• Task requirements: Output every record exactly, and nothing more.

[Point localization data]
◇ ◇ ◇ ◇ ◇
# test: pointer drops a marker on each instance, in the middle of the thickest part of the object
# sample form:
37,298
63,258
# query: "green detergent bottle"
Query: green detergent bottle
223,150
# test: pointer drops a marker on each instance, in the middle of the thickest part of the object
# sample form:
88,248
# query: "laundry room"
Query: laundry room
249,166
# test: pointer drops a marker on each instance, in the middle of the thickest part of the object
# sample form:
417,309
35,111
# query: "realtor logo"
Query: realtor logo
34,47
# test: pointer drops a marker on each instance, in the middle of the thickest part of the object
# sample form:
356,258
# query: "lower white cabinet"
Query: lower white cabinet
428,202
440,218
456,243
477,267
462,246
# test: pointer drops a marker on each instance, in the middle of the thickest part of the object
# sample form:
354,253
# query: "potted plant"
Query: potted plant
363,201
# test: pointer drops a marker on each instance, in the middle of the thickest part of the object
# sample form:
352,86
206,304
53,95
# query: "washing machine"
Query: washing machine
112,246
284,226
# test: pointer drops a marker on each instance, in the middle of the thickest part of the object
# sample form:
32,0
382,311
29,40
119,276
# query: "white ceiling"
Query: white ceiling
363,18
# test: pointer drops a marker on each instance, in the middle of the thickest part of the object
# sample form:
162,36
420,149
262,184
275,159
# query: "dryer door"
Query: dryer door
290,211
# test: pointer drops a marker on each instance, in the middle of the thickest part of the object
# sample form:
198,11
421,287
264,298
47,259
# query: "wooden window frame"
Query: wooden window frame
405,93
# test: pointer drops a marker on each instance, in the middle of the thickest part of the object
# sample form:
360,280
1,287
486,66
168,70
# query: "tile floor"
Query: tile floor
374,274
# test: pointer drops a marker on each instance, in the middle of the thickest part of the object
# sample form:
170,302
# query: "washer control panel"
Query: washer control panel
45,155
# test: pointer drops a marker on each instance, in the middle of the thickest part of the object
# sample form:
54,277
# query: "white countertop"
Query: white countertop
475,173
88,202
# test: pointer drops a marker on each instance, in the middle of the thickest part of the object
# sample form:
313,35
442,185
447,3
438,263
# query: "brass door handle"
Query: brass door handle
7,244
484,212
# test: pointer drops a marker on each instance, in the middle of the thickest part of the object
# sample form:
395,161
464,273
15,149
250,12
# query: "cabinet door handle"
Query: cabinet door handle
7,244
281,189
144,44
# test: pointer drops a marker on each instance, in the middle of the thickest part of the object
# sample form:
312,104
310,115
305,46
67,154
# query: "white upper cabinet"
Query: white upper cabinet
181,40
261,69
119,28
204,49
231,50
◇ ◇ ◇ ◇ ◇
• Result for this task:
# test: pointer drops a marker on each instance, in the middle of the thickest part of the object
# sample form:
37,298
63,258
# query: "green detergent bottle"
Query: green detergent bottle
223,150
# test: pointer drops a marker on each instance, in the middle of the thickest part of the object
# sample form:
88,248
# query: "laundry room"
Query: laundry room
249,166
# test: pointer drops a marker on each instance, in the middle of the thickest part of the object
# sample form:
417,309
35,111
# query: "realtor logo"
Query: realtor logo
34,47
# test: pointer drops a marker on each instance, in the middle of the thickest part of the object
# sample form:
356,258
# query: "lower white cabinet"
Query: lower white cabinet
428,202
440,218
456,243
477,267
462,246
# test: pointer drops a marker on each instance, in the middle of the thickest part of the object
# sample form:
354,253
# query: "potted plant"
Query: potted plant
363,201
# test: pointer drops a marker on each instance, in the middle of the thickest part of the object
# sample form:
352,86
206,304
53,95
# query: "washing machine"
Query: washing machine
112,246
284,226
# test: pointer drops a marker on each instance, in the middle of the thickest part of the object
# sample form:
32,0
382,311
29,40
119,276
# query: "white ceiling"
Query: white ceiling
363,18
# test: pointer drops a marker on each instance, in the middle of the thickest part of the object
# sample form:
162,36
420,149
262,184
275,159
# query: "dryer door"
Query: dryer door
290,211
# test: pointer drops a marker on each instance, in the middle of the thickest part of the object
# sample form:
198,11
421,287
264,298
47,259
# query: "wooden window frame"
Query: wooden window frame
405,93
# test: pointer drops a marker on each instance, in the middle of the thickest part of the object
# sample form:
360,280
1,287
486,66
168,70
# query: "tile floor"
Query: tile floor
374,274
# test: pointer drops a marker on each instance, in the middle of the thickest part of the object
# sample form:
170,302
# query: "washer control panel"
Query: washer control panel
45,155
# test: pointer drops a marker on each instance, in the middle of the thickest part of the object
# sample form:
54,277
# query: "white countertop"
Query: white countertop
475,173
88,202
# test: pointer drops a marker on each instance, in the middle of the thickest part of the object
# sample form:
313,35
442,185
447,3
438,263
# query: "brass door handle"
Query: brass door handle
7,244
484,212
# test: pointer drops a marker on each instance, in the middle of the thickest part of the object
# sample form:
395,161
464,273
15,149
250,12
# query: "cabinet door handle"
Query: cabinet door handle
7,244
281,189
144,44
# test: pointer drops a marker on each instance, in the middle of the thickest part of the object
# sample form:
312,104
310,115
305,46
67,154
# query: "white upper cabinet"
Query: white upper cabinet
181,40
261,69
119,28
204,49
231,50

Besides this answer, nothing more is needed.